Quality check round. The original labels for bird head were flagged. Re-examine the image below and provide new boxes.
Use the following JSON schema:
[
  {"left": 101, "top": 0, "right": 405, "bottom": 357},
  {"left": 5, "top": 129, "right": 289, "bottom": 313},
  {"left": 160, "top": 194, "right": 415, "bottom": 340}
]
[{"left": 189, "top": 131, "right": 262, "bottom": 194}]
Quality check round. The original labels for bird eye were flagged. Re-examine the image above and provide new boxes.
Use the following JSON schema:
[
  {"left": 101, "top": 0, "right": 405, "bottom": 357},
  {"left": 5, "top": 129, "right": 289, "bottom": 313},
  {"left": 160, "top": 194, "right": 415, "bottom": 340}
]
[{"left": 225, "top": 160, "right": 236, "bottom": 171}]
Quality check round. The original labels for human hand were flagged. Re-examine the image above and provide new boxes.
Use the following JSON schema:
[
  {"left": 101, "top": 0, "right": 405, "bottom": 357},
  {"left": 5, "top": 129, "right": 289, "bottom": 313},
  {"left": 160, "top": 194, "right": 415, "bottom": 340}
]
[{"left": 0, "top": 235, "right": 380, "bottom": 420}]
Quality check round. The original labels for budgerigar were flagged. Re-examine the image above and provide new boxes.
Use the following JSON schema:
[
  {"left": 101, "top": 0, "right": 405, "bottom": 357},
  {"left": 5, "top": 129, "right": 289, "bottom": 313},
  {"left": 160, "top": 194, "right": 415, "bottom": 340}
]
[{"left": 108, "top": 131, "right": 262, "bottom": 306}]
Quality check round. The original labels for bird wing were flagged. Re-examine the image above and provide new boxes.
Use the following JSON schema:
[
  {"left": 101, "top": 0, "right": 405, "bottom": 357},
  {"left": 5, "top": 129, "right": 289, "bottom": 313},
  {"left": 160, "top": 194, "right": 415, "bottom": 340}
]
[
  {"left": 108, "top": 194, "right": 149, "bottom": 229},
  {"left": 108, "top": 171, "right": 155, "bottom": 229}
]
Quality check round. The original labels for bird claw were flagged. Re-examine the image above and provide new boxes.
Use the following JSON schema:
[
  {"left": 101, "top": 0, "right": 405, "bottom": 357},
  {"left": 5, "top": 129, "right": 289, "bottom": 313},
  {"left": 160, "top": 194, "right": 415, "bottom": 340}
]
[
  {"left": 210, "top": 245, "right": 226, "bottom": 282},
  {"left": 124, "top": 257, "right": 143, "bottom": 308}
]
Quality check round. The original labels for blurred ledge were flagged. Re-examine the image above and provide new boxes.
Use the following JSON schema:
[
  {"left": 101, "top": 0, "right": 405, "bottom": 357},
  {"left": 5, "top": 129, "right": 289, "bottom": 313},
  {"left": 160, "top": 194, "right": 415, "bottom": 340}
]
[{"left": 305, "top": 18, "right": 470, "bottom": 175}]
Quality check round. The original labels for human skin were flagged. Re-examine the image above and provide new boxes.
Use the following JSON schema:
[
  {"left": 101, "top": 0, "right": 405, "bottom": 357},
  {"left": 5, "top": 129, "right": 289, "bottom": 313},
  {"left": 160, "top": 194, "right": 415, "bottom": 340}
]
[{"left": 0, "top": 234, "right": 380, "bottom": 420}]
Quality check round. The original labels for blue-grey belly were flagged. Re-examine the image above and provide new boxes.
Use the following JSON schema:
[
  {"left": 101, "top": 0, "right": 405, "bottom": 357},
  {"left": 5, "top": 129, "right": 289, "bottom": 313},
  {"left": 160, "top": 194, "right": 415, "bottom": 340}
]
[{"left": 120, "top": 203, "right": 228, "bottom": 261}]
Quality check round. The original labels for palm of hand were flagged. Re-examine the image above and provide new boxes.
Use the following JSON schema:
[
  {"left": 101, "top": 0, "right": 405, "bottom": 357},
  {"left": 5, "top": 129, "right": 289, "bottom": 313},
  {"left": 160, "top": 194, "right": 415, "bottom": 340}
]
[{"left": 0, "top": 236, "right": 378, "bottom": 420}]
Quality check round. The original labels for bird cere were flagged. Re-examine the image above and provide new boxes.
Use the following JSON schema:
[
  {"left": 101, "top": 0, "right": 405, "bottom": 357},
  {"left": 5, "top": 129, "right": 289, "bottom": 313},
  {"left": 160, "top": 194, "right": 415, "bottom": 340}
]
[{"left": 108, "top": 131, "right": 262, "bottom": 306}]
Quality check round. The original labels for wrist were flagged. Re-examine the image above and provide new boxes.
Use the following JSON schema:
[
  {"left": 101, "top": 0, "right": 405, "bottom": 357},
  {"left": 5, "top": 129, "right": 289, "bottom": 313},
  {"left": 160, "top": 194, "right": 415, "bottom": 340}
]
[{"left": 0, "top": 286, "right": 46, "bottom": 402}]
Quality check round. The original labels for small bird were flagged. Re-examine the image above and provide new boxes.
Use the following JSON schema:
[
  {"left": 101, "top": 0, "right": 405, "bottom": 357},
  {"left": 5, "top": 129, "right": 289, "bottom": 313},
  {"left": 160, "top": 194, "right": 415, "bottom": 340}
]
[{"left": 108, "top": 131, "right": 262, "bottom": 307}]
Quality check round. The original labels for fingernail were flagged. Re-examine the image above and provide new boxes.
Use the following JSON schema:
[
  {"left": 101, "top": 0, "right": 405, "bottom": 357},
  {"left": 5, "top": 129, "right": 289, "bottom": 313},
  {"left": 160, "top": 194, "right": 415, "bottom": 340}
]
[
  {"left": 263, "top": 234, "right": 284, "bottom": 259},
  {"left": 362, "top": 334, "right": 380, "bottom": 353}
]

#### [Task statement]
Rewrite all of the items above, with "Quality check round" changed to "Annotation review pass" wherever it occurs and everything else left as it is.

#### [In response]
Annotation review pass. The original labels for bird head were flagged. Re-examine the image below and provide new boxes.
Use the following JSON schema:
[
  {"left": 101, "top": 0, "right": 405, "bottom": 357},
  {"left": 5, "top": 129, "right": 289, "bottom": 313},
  {"left": 160, "top": 194, "right": 415, "bottom": 340}
]
[{"left": 189, "top": 131, "right": 262, "bottom": 194}]
Annotation review pass. The original labels for bird eye were flagged. Re-examine the image above and provide new boxes.
Use the following JSON schema:
[
  {"left": 101, "top": 0, "right": 405, "bottom": 357},
  {"left": 5, "top": 129, "right": 289, "bottom": 313},
  {"left": 160, "top": 194, "right": 415, "bottom": 340}
]
[{"left": 225, "top": 160, "right": 236, "bottom": 171}]
Annotation review pass. The original labels for human hand were flagged. Re-examine the image above and provide new boxes.
Use the following JSON schema:
[
  {"left": 101, "top": 0, "right": 405, "bottom": 357},
  {"left": 5, "top": 129, "right": 289, "bottom": 313},
  {"left": 160, "top": 194, "right": 415, "bottom": 340}
]
[{"left": 0, "top": 235, "right": 380, "bottom": 420}]
Annotation review pass. The original labels for budgerigar were flagged. Re-examine the image above and provide new boxes.
Use the following JSON schema:
[
  {"left": 101, "top": 0, "right": 405, "bottom": 357},
  {"left": 5, "top": 129, "right": 289, "bottom": 313},
  {"left": 160, "top": 194, "right": 415, "bottom": 340}
]
[{"left": 108, "top": 131, "right": 262, "bottom": 306}]
Annotation review pass. The original labels for bird wing were flagged. Re-examine the image above and provide new boxes.
Use the following JSON schema:
[
  {"left": 101, "top": 0, "right": 405, "bottom": 357},
  {"left": 5, "top": 129, "right": 289, "bottom": 313},
  {"left": 160, "top": 194, "right": 415, "bottom": 340}
]
[
  {"left": 108, "top": 194, "right": 149, "bottom": 229},
  {"left": 108, "top": 171, "right": 155, "bottom": 229}
]
Annotation review pass. The original labels for bird claw were flagged. Re-examine the image above and provide new boxes.
Use the following JSON schema:
[
  {"left": 101, "top": 0, "right": 405, "bottom": 357},
  {"left": 5, "top": 129, "right": 289, "bottom": 313},
  {"left": 160, "top": 194, "right": 415, "bottom": 340}
]
[
  {"left": 210, "top": 245, "right": 226, "bottom": 282},
  {"left": 124, "top": 257, "right": 143, "bottom": 308}
]
Annotation review pass. The original labels for blurred ledge were flagged. Re-examine the image above and provide new boxes.
Use the following JSON schema:
[
  {"left": 101, "top": 0, "right": 405, "bottom": 357},
  {"left": 5, "top": 129, "right": 289, "bottom": 313},
  {"left": 160, "top": 194, "right": 415, "bottom": 340}
]
[{"left": 305, "top": 18, "right": 470, "bottom": 175}]
Annotation review pass. The original labels for human skin were flagged. Re-examine the image above and provide new boxes.
Use the following JSON schema:
[
  {"left": 101, "top": 0, "right": 405, "bottom": 357},
  {"left": 5, "top": 129, "right": 289, "bottom": 313},
  {"left": 160, "top": 194, "right": 415, "bottom": 340}
]
[{"left": 0, "top": 234, "right": 380, "bottom": 420}]
Annotation review pass. The original labels for blue-grey belly were flagged. Re-examine the image above and provide new boxes.
Use the following JSON schema:
[
  {"left": 101, "top": 0, "right": 405, "bottom": 357},
  {"left": 5, "top": 129, "right": 289, "bottom": 313},
  {"left": 160, "top": 194, "right": 415, "bottom": 340}
]
[{"left": 120, "top": 203, "right": 228, "bottom": 261}]
Annotation review pass. The original labels for palm of hand were flagged. Re-examine the image above and provide new boxes.
Use the following JSON schema:
[
  {"left": 101, "top": 0, "right": 405, "bottom": 357},
  {"left": 5, "top": 129, "right": 289, "bottom": 313},
  {"left": 160, "top": 194, "right": 415, "bottom": 340}
]
[{"left": 0, "top": 236, "right": 378, "bottom": 420}]
Annotation review pass. The original labels for bird cere were flagged. Re-examine the image above and provide new boxes.
Use the following JSON schema:
[
  {"left": 101, "top": 0, "right": 405, "bottom": 357},
  {"left": 5, "top": 129, "right": 289, "bottom": 313},
  {"left": 160, "top": 194, "right": 415, "bottom": 340}
]
[{"left": 108, "top": 131, "right": 262, "bottom": 306}]
Annotation review pass. The original labels for wrist were flagged. Re-examine the image above and provide new boxes.
Use the following JSON schema:
[
  {"left": 101, "top": 0, "right": 405, "bottom": 357},
  {"left": 5, "top": 129, "right": 289, "bottom": 313},
  {"left": 160, "top": 194, "right": 415, "bottom": 340}
]
[{"left": 0, "top": 286, "right": 46, "bottom": 402}]
Annotation review pass. The original labels for small bird were flagged. Re-examine the image above and provide new boxes.
Use the following JSON schema:
[
  {"left": 101, "top": 0, "right": 405, "bottom": 357},
  {"left": 5, "top": 129, "right": 289, "bottom": 313},
  {"left": 160, "top": 194, "right": 415, "bottom": 340}
]
[{"left": 108, "top": 131, "right": 262, "bottom": 307}]
Annotation review pass. The original labels for fingernail were flagged. Re-examine the image above and provide new boxes.
Use the following JSON schema:
[
  {"left": 101, "top": 0, "right": 405, "bottom": 357},
  {"left": 5, "top": 129, "right": 289, "bottom": 313},
  {"left": 160, "top": 194, "right": 415, "bottom": 340}
]
[
  {"left": 263, "top": 234, "right": 284, "bottom": 259},
  {"left": 362, "top": 334, "right": 380, "bottom": 353}
]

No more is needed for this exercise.